**Set tasks**
1. From the Richardson Stadium text, reproduce everything from "In December 2014, a" down to "Original field (1921–1971)".
2. Answer these questions using the Richardson Stadium text:
(a) In what year was the original stadium built?
(b) Who funded the original stadium?
(c) In what month and year were the bleachers of the second stadium deemed structurally unsafe?
3. Translate this sentence from the Richardson Stadium text into Spanish: "Renovations were completed in July 2013, with a new seat capacity of 8,500 with two new end zone seating sections."

**Excerpt**
::::
There have been three versions of George Taylor Richardson Memorial Stadium, a Canadian football stadium located on the campus of the Queen's University in Kingston, Ontario. All three have been the home of the Golden Gaels/Gaels football team. The facilities are named in memory of George Taylor Richardson, a Queen's graduate renowned for his athleticism and sportsmanship who died in the First World War. 

The original stadium built in 1921 was funded by George's brother, James Armstrong Richardson, graduate and Chancellor of Queen's. 

The second stadium was built in 1971. The stadium's bleachers (which recycled steel from the first facility) were deemed structurally unsafe in May 2013, causing 6,500 seats to be removed. Renovations were completed in July 2013, with a new seat capacity of 8,500 with two new end zone seating sections. 

In December 2014, a $20.27 million revitalization was announced that was completed for September 17, 2016 for its inaugural football game. According to the university the facility has "over 8,000" seats, but no specific number is provided by the institution.

History

Original field (1921–1971)
::::
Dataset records
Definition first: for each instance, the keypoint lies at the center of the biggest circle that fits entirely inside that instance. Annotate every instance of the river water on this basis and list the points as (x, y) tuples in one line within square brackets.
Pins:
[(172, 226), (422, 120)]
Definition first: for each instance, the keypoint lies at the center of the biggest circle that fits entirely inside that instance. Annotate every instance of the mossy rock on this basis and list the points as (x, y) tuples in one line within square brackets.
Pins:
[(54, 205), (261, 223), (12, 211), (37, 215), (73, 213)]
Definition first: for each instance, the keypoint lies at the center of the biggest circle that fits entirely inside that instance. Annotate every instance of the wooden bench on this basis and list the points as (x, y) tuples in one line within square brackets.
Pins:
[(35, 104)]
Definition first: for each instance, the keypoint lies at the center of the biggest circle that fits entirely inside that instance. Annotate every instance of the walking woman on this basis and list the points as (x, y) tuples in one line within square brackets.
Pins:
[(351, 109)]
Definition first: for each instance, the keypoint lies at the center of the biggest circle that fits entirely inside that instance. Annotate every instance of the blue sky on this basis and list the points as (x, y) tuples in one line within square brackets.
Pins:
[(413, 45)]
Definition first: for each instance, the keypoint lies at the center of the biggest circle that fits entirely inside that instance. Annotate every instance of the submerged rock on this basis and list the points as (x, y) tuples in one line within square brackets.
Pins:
::::
**Task answers**
1.
In December 2014, a $20.27 million revitalization was announced that was completed for September 17, 2016 for its inaugural football game. According to the university the facility has "over 8,000" seats, but no specific number is provided by the institution.

History

Original field (1921–1971)

2.
(a) 1921
(b) James Armstrong Richardson, George's brother
(c) May 2013

3. Las renovaciones se completaron en julio de 2013, con una nueva capacidad de 8.500 asientos y dos nuevas secciones de asientos en las zonas de anotación.